TO DO: Render the records below as a Markdown table with the columns Row and Line, giving each line its own numbered row. Skip blank lines and leave the pictures out.
===== RAW RECORDS =====
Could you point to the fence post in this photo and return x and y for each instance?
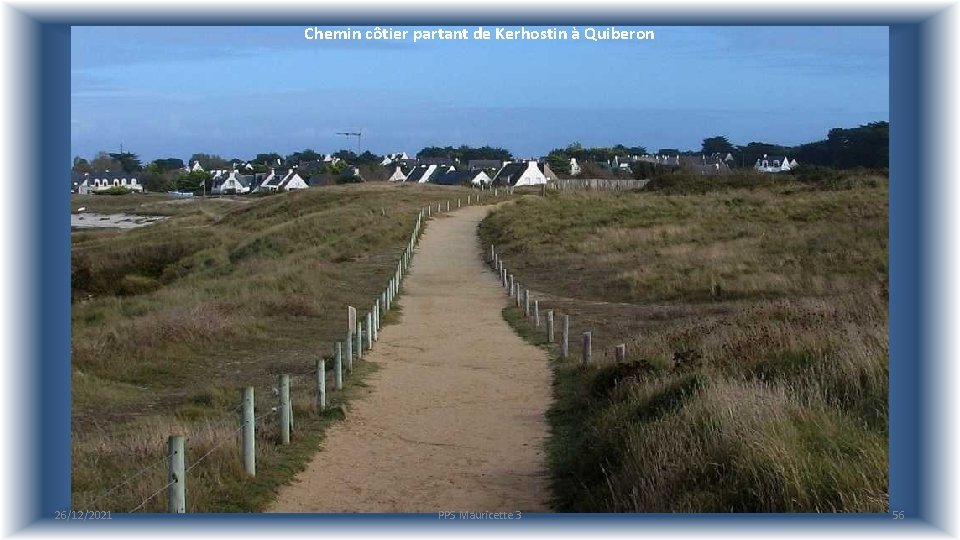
(177, 492)
(369, 330)
(549, 326)
(359, 344)
(285, 419)
(321, 385)
(349, 353)
(338, 368)
(248, 438)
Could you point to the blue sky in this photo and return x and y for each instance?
(238, 91)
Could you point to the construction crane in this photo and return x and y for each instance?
(356, 134)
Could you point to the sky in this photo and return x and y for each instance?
(238, 91)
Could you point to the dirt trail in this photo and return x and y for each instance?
(455, 417)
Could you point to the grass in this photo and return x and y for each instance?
(756, 327)
(171, 320)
=====
ANSWER TO THIS PROBLEM:
| Row | Line |
|---|---|
| 1 | Could you point to the fence post in this photo and return x and y for each instance? |
| 2 | (177, 492) |
| 3 | (369, 330) |
| 4 | (549, 326) |
| 5 | (359, 344) |
| 6 | (285, 419) |
| 7 | (321, 385) |
| 8 | (349, 353) |
| 9 | (338, 368) |
| 10 | (248, 438) |
| 11 | Could you point to the blue sky in this photo and return x and y for each instance? |
| 12 | (238, 91) |
| 13 | Could you point to the construction crane in this photo and return x and y for each instance? |
| 14 | (356, 134) |
| 15 | Could you point to the sky in this photo and return x and y for each instance? |
| 16 | (238, 91) |
| 17 | Could you point to the dirt trail in this photo and return x and y for each instance? |
| 18 | (455, 417) |
| 19 | Could you point to the grass in this photo and return x and y for each instance? |
| 20 | (756, 327) |
| 21 | (171, 320) |